→ Provided records:
--------------------------------------------------
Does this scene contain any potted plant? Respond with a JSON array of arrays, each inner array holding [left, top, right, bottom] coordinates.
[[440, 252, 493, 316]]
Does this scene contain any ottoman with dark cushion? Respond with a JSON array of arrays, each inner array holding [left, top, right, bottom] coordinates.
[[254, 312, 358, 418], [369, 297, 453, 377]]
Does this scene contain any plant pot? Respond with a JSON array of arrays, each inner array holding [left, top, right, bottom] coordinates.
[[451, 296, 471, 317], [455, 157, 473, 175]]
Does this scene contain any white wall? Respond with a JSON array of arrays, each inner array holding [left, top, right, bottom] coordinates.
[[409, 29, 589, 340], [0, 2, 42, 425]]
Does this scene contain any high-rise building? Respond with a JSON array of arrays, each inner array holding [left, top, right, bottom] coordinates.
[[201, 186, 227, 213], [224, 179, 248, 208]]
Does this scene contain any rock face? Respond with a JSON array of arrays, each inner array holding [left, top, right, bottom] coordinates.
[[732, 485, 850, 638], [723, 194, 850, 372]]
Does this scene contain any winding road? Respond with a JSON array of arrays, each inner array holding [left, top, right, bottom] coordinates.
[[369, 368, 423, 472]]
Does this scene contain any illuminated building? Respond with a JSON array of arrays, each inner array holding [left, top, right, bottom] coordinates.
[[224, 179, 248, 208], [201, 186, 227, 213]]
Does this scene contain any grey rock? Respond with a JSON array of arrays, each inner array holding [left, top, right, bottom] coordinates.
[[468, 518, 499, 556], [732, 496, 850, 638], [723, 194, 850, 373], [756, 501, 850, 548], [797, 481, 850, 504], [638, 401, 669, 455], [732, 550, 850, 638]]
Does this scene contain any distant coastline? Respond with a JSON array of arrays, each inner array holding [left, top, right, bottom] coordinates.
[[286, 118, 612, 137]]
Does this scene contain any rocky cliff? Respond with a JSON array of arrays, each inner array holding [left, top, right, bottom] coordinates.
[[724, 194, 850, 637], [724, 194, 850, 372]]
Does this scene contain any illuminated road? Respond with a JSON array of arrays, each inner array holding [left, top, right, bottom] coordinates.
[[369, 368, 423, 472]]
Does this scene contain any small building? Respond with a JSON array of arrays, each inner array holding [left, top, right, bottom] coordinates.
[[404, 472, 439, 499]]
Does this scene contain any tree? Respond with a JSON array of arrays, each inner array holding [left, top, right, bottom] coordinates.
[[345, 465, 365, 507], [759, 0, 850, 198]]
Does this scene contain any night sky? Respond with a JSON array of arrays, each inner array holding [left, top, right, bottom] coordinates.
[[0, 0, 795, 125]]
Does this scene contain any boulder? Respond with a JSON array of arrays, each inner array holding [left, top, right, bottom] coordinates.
--------------------------------------------------
→ Requirements:
Recast everything from the line containing "Does this scene contain any rocky" down to the line containing "[[724, 194, 850, 637], [724, 194, 850, 372]]" as a JSON list of strings, one string per line, with blank lines left out.

→ Result for this task:
[
  "Does this scene contain any rocky cliff? Respond with a JSON array of arrays, each inner array holding [left, top, right, bottom] coordinates.",
  "[[724, 194, 850, 637], [724, 194, 850, 372]]"
]